Only the lines from the first line of the records through the line containing "box: [171, 154, 225, 216]" belong in the answer. Copy them exactly.

=== Data for this exercise ===
#####

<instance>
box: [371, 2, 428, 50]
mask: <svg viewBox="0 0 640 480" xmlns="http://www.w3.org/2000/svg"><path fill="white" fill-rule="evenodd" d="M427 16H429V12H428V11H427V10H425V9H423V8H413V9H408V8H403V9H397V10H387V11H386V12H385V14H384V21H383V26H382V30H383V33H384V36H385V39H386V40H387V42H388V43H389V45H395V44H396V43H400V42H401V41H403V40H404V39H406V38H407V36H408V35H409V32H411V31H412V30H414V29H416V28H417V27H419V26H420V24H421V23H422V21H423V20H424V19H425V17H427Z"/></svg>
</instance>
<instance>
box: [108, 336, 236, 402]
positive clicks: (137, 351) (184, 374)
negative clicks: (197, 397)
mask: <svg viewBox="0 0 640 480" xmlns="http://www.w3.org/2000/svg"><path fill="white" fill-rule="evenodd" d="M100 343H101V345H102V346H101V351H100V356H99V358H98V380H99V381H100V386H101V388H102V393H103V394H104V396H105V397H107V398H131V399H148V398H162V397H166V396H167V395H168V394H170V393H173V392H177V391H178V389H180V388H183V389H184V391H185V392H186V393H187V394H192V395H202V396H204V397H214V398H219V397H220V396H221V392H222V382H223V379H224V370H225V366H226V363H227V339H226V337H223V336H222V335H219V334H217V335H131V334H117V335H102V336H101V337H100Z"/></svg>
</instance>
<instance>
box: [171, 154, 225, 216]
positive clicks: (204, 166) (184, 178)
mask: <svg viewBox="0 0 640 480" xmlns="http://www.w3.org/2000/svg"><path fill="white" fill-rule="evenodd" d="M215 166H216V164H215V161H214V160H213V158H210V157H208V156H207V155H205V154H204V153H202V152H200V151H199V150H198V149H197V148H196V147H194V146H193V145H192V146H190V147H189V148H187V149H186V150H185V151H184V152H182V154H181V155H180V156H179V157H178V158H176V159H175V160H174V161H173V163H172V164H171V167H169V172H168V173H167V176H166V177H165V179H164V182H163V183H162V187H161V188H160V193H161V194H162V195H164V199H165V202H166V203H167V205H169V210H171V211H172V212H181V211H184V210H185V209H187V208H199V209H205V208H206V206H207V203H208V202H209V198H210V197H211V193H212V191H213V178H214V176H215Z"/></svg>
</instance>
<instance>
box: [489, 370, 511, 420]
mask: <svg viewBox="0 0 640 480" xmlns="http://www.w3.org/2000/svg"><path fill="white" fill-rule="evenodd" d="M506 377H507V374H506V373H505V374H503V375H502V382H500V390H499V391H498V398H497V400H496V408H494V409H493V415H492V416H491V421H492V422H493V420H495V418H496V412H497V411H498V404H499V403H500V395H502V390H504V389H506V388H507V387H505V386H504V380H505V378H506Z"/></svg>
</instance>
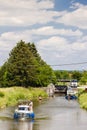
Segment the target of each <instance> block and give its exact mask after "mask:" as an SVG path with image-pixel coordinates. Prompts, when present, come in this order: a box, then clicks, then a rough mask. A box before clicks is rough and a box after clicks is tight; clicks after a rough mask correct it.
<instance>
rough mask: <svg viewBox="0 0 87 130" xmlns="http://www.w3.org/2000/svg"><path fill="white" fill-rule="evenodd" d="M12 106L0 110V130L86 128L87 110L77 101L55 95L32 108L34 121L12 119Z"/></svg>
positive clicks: (31, 129)
mask: <svg viewBox="0 0 87 130" xmlns="http://www.w3.org/2000/svg"><path fill="white" fill-rule="evenodd" d="M13 112H14V107H11V108H6V109H4V110H1V111H0V130H66V129H67V130H83V129H84V130H87V112H86V111H85V110H82V109H80V108H79V104H78V102H77V101H67V100H66V99H65V98H64V96H56V97H55V98H50V99H48V100H47V101H42V102H40V103H39V105H37V106H36V107H35V108H34V112H35V120H34V121H14V120H13Z"/></svg>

#####

=== Solution for this problem ===
<instance>
box: [371, 2, 428, 50]
mask: <svg viewBox="0 0 640 480" xmlns="http://www.w3.org/2000/svg"><path fill="white" fill-rule="evenodd" d="M427 16H429V12H428V11H427V10H425V9H423V8H413V9H408V8H403V9H397V10H387V11H386V12H385V14H384V21H383V26H382V30H383V33H384V36H385V39H386V40H387V42H388V43H389V45H395V44H396V43H400V42H401V41H403V40H404V39H406V38H407V36H408V35H409V32H411V31H412V30H414V29H416V28H417V27H419V26H420V24H421V23H422V21H423V20H424V19H425V17H427Z"/></svg>
</instance>
<instance>
box: [108, 336, 236, 402]
positive clicks: (137, 351) (184, 374)
negative clicks: (197, 397)
mask: <svg viewBox="0 0 640 480" xmlns="http://www.w3.org/2000/svg"><path fill="white" fill-rule="evenodd" d="M100 343H101V345H102V346H101V351H100V356H99V358H98V380H99V381H100V386H101V388H102V393H103V394H104V396H105V397H107V398H131V399H148V398H162V397H166V396H167V395H168V394H170V393H173V392H177V391H178V389H180V388H183V389H184V391H185V392H186V393H187V394H192V395H202V396H204V397H214V398H219V397H220V396H221V392H222V382H223V379H224V370H225V366H226V363H227V339H226V337H223V336H222V335H219V334H217V335H131V334H117V335H102V336H101V337H100Z"/></svg>
</instance>
<instance>
box: [171, 154, 225, 216]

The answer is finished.